**Goal of the exercise:** Among the entries that follow, find every line with the word "service" and copy it.

**Task data:**
▬▬▬▬▬▬

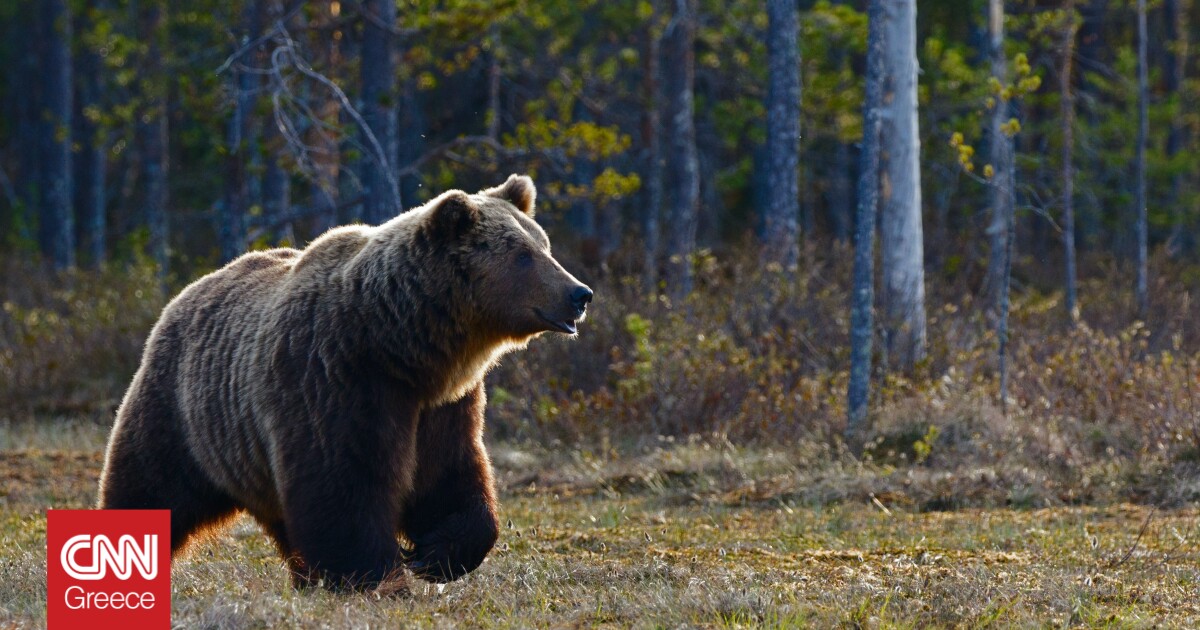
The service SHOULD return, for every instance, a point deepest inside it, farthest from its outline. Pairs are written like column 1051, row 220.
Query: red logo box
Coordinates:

▬▬▬▬▬▬

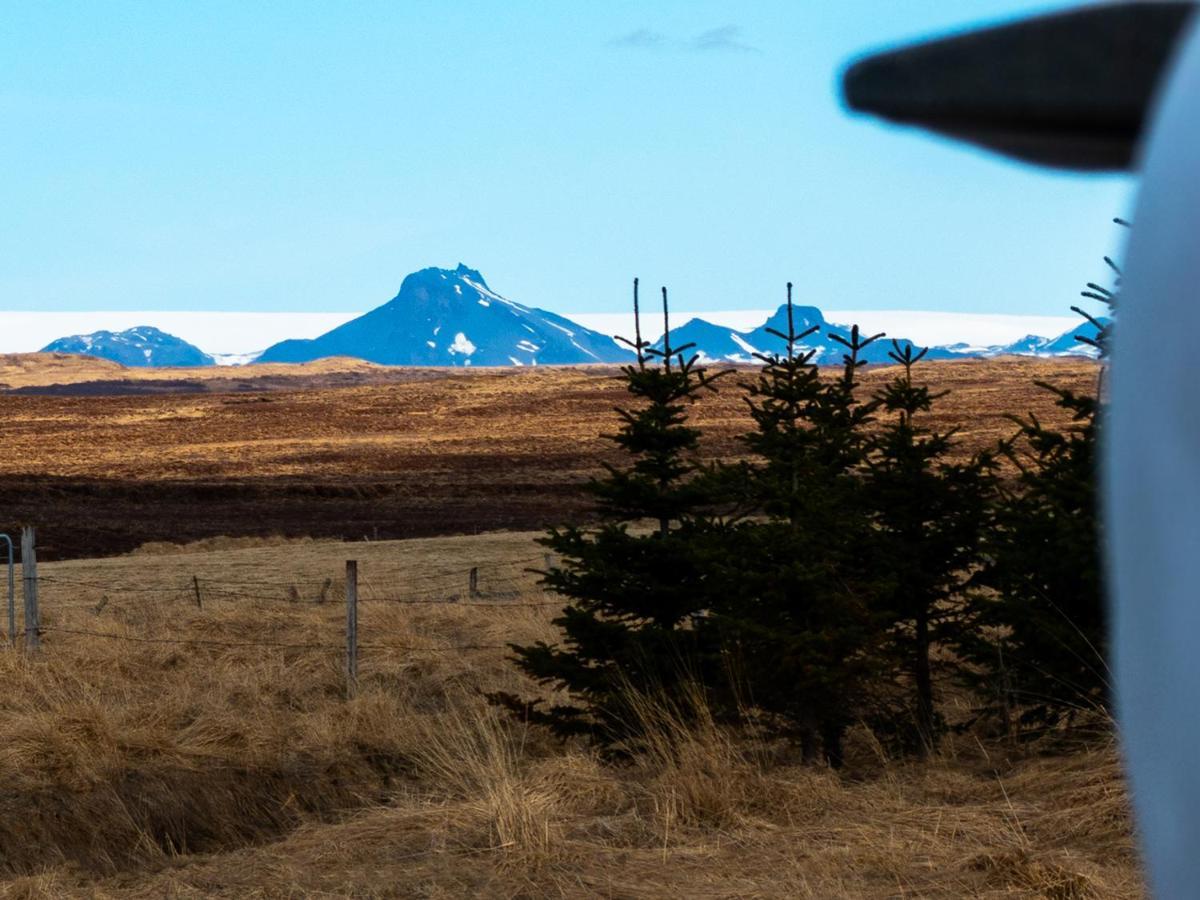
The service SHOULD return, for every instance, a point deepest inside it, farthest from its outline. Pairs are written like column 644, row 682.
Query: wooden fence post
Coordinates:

▬▬▬▬▬▬

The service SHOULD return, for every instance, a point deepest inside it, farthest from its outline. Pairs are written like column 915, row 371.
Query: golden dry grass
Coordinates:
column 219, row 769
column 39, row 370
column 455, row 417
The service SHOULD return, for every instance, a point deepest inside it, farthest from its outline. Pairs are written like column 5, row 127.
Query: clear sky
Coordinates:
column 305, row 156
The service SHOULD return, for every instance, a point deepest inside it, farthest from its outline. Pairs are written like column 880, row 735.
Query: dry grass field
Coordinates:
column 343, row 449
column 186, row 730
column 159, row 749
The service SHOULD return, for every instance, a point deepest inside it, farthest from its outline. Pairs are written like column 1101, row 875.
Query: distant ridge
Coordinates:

▬▬▬▬▬▬

**Response area:**
The service SHOULD return, for every instance, a point deepest inside it, farthest from its outline. Pairs are written like column 1051, row 220.
The service SHOULD return, for every instance, a point deepest inside it, farthest from its outline. Pairs are written like column 644, row 682.
The service SHOULD return, for every instance, a point deepest inside it, farthest from its outline. Pairs are written like column 915, row 371.
The service SHOULD return, for every instance, a point deepest inside it, farthest from its outline. Pairs are written like column 5, row 127.
The service SHOULD return, for every instance, a point deepest inside it, farthest from its outline. Pairs are written like column 880, row 735.
The service SHOULD return, for every instance, a point deepest inside it, farthest from its outline. Pairs are written like column 1101, row 875.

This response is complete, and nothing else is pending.